§ Work instructions
Rewrite the thread on the repair over-streaming bug, starting with "On Wed, Jul" and going on through "a few percents.", changing "over-streaming" to "excess streaming".

Keep #11349, revert the rest sounds reasonable.

-- 
AY

On 20 July 2016 at 22:27:05, sankalp kohli (kohlisank...@gmail.com) wrote:

+1 on only allowing critical bug fixes.  
I agree with Sylvain that CASSANDRA-11349 is a border line critical bug. I  
would vote for CASSANDRA-11349 as being critical since over streaming is a  
big issue for us as well. I am also fine taking it as an internal patch  
since we already maintain an internal branch with bug fixes.  

On Wed, Jul 20, 2016 at 2:10 PM, Fabien Rousseau <fabifab...@gmail.com>  
wrote:  

> Hi,  
>  
> I'm the reporter for CASSANDRA-11349.  
> Just a bit of history:  
>  
> This was a big pain point for us because the over-streaming was really  
> important.  
> Each week, repair increased data size by a few percents.  
> To give an example, one cluster with 12 nodes had a CF with around 250GB of  
> data per node and after compaction, reduced to 80GB.  
> Before fully understanding the problem, we just doubled the cluster size  
> just because of this issue (from 6 nodes to 12 nodes).  
> We spotted the problem in November 2015, in one cluster, without having  
> hints of what was happening at first (we just knew that there was a lot of  
> streaming during repairs, ie a few MB/s of data, and that there was quite a  
> high ratio of mismatch on read repairs)  
> After putting in production more clusters (with completely different data  
> models), we continued to observe this pattern (without finding any  
> correlation).  
> It took some time to identify the issue and fix it.  
> Note that, once we reported the issue, we stopped repairing the affected  
> CFs. (I know it's a bad practice, but this was a temporary solution on  
> bare-metal servers which are quite stable).  
>  
> I'd say that I'm surprised that this was not reported by more people (our  
> data model has nothing particular).  
> (Maybe other people are affected but have not paid attention to this  
> phenomenon)  
>  
> Please note that this patch does not affect how SSTables are serialized,  
> but only how digest are computed thus reduces risks.  
>  
> So, to conclude, it was critical for us, and it may help other people in  
> the wild.  
> Nevertheless, we can live with this patch not being included in 2.1.X (by  
> maintaining our own C* package until we migrate to 3.0.X)  
>  
> 2016-07-20 18:06 GMT+02:00 Sylvain Lebresne <sylv...@datastax.com>:  
>  
> > Definitively agrees that CASSANDRA-10433 and CASSANDRA-12030 aren't  
> > critical. In fact, they are both marked as "improvements" and "minor".

§ Data excerpt

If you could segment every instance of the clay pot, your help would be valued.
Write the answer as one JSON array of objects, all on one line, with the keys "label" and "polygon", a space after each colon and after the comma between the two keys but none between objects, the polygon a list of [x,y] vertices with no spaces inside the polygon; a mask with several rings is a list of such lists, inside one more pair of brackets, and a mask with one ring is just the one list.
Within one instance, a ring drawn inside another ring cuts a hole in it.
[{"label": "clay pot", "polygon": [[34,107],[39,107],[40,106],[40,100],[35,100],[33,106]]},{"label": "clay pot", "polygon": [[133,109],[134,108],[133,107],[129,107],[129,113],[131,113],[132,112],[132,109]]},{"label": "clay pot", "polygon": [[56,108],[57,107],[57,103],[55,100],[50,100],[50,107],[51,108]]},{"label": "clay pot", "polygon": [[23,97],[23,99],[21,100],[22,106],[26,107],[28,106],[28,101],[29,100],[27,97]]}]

§ Problem solution
On Wed, Jul 20, 2016 at 2:10 PM, Fabien Rousseau <fabifab...@gmail.com>  
wrote:  

> Hi,  
>  
> I'm the reporter for CASSANDRA-11349.  
> Just a bit of history:  
>  
> This was a big pain point for us because the excess streaming was really  
> important.  
> Each week, repair increased data size by a few percents.